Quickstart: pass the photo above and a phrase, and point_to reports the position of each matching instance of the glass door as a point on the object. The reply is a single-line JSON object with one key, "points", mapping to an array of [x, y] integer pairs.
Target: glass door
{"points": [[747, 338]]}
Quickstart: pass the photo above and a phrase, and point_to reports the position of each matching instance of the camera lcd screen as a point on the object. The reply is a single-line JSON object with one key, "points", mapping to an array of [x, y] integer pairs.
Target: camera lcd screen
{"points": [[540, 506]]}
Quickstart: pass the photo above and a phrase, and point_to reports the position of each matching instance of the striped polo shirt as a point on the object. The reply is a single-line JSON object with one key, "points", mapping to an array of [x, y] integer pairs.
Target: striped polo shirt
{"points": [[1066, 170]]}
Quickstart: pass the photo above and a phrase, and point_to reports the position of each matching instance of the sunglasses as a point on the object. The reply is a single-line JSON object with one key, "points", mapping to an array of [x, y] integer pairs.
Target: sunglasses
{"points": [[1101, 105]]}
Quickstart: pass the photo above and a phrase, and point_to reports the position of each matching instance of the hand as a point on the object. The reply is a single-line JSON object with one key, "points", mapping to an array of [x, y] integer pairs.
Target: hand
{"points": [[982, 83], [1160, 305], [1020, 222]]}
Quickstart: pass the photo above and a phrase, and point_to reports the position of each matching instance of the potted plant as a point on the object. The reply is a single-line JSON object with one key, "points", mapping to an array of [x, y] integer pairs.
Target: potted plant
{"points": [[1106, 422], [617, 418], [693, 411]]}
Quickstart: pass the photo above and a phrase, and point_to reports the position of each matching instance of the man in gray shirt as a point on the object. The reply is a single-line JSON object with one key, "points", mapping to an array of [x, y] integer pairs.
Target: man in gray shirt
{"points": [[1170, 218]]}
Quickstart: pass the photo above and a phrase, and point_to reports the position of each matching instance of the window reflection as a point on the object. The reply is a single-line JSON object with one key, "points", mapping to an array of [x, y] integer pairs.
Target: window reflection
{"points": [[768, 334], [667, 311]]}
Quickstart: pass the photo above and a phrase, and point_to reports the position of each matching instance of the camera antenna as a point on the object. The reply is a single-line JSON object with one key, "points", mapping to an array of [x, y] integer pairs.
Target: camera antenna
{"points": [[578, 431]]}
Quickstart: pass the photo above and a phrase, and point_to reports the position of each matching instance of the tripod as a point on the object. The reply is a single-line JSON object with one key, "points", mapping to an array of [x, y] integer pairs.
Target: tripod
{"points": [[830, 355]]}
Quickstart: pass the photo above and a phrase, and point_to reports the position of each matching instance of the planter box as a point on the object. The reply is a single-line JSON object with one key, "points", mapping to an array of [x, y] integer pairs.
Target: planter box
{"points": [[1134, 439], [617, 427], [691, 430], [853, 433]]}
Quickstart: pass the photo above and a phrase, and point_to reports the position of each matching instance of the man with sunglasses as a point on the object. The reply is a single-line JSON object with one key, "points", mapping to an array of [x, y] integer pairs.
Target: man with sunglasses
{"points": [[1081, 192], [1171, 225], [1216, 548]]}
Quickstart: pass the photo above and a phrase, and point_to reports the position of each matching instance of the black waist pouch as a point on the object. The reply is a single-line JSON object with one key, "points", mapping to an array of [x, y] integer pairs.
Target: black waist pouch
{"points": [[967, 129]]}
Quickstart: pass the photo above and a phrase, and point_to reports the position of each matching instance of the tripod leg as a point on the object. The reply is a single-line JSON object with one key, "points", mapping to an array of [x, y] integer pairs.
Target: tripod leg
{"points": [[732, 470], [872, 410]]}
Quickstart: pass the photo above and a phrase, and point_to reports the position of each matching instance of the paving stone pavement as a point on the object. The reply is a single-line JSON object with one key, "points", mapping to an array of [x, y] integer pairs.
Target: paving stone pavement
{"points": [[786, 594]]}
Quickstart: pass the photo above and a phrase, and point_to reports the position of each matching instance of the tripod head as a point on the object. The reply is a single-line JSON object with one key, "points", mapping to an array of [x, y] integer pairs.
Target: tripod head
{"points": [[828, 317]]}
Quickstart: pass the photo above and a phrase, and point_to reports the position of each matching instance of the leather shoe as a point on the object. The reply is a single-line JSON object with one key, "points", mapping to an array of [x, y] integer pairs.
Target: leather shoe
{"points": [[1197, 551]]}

☆ ☆ ☆ ☆ ☆ ☆ ☆

> Task statement: Retype the records above exactly.

> In response:
Quickstart: pass the photo above and a phrase, and point_to reports the position of each matching instance of the glass door as a point on the object. The reply is a single-line JSON object with one key, "points", mapping to an array of [x, y] integer pairs.
Target: glass door
{"points": [[747, 338]]}
Quickstart: pass the photo above and a phrase, and point_to reports the position of each matching instance of the camera lcd screen as a point on the object. The reply is a single-line JSON object with one key, "points", mapping to an array of [x, y] integer pairs.
Target: camera lcd screen
{"points": [[540, 506]]}
Quickstart: pass the photo above and a phrase, and point_to reports the position of each matching instance of the striped polo shirt as a point on the object. The reply is a single-line JSON object with one key, "points", mapping to an array of [x, y] integer pairs.
Target: striped polo shirt
{"points": [[1066, 170]]}
Quickstart: pass the photo above and a phrase, and point_to reports the position of each matching instance of the sunglasses as a point on the object. The reply is a single-line JSON object with one key, "points", mapping to an array of [x, y] integer pairs.
Target: sunglasses
{"points": [[1101, 105]]}
Quickstart: pass the photo above and a phrase, and point_to reports the position of each matching instance of the hand as a point on the object. The reply is a single-line JSON object with one key, "points", mapping to an array of [x, y] integer pairs.
Target: hand
{"points": [[982, 83], [1160, 305], [1020, 222]]}
Quickstart: pass the photo above and a phrase, and point_to reports the position of each matching instance of the potted plant as a point on the object. The reply is a single-line JSON object with one key, "points", mapping to an array of [x, y] integer pairs.
Target: potted plant
{"points": [[1106, 422], [617, 418], [693, 411]]}
Quickstart: pass the photo above and a phrase, and point_to reports the position of each matching instance of the man in gray shirt as a point on the object. The reply is a single-line JSON object with one key, "points", mapping to an array of [x, y] integer pairs.
Target: man in gray shirt
{"points": [[1170, 218]]}
Quickstart: pass the photo above and a phrase, and point_to reports the position of each matching instance of the window reflection as a point on the object. The reply is a single-line JSON object with one key, "points", mapping to an array of [x, y] integer pairs.
Target: window reflection
{"points": [[768, 334], [667, 311]]}
Quickstart: pass the photo above and a phrase, and point_to reports the position of each matching instance of the camera antenna as a point on the object. The reply is a single-line JSON object with one key, "points", mapping to an array of [x, y] integer pairs.
Target: camera antenna
{"points": [[578, 431]]}
Quickstart: pass the photo above and a phrase, and point_to reports the position of each matching instance of the tripod as a point on the object. The reply is a single-line JSON object with one key, "points", mapping to an array of [x, y] integer pairs.
Target: tripod
{"points": [[830, 355]]}
Quickstart: pass the photo above and a phrase, and point_to reports the position of each matching instance of the planter box as a point on the object. The reply is a single-line JSON object with one key, "points", mapping to an array of [x, y] integer pairs.
Target: planter box
{"points": [[1134, 439], [617, 427], [691, 430], [853, 433]]}
Quickstart: pass the photo above and a phrase, and point_to reports the position of each matching instance of the man with sunglasses as a point on the object. The reply is a single-line JSON object with one key, "points", mapping to an array of [x, y] integer pairs.
Target: man with sunglasses
{"points": [[1081, 192], [1171, 225], [1216, 548]]}
Quickstart: pass the photo above and a phrase, and point_to reports the position of each matching instance of the black waist pouch as a point on the object. The reply is a single-line JSON object with one key, "points", mapping to an array of [x, y] integer pairs.
Target: black waist pouch
{"points": [[967, 129]]}
Quickstart: pass the photo above and a phrase, and point_to reports the position of each matching instance of the tripod leg as a point on the object. The reply is a single-line JSON object with one key, "points", mapping to an array of [x, y] integer pairs.
Target: tripod leg
{"points": [[732, 470], [872, 410]]}
Quickstart: pass the photo above and a phrase, and point_to reports the position of each matching instance of the paving stone pavement as a point on the object. The reply is a single-line JSON object with one key, "points", mapping to an array of [x, y] integer pairs.
Target: paving stone pavement
{"points": [[786, 594]]}
Quickstart: pass the photo above and a phrase, and point_to reports the position of each matching instance of the tripod head as a point on the object. The reply is a single-line JSON object with one key, "points", mapping to an array of [x, y] integer pairs.
Target: tripod head
{"points": [[828, 317]]}
Quickstart: pass the photo above and a phrase, and point_to reports the position of each matching instance of the leather shoe as a point on the object. The reply is a single-line JSON object with one key, "points", mapping to an array of [x, y] integer pairs.
Target: leather shoe
{"points": [[1197, 551]]}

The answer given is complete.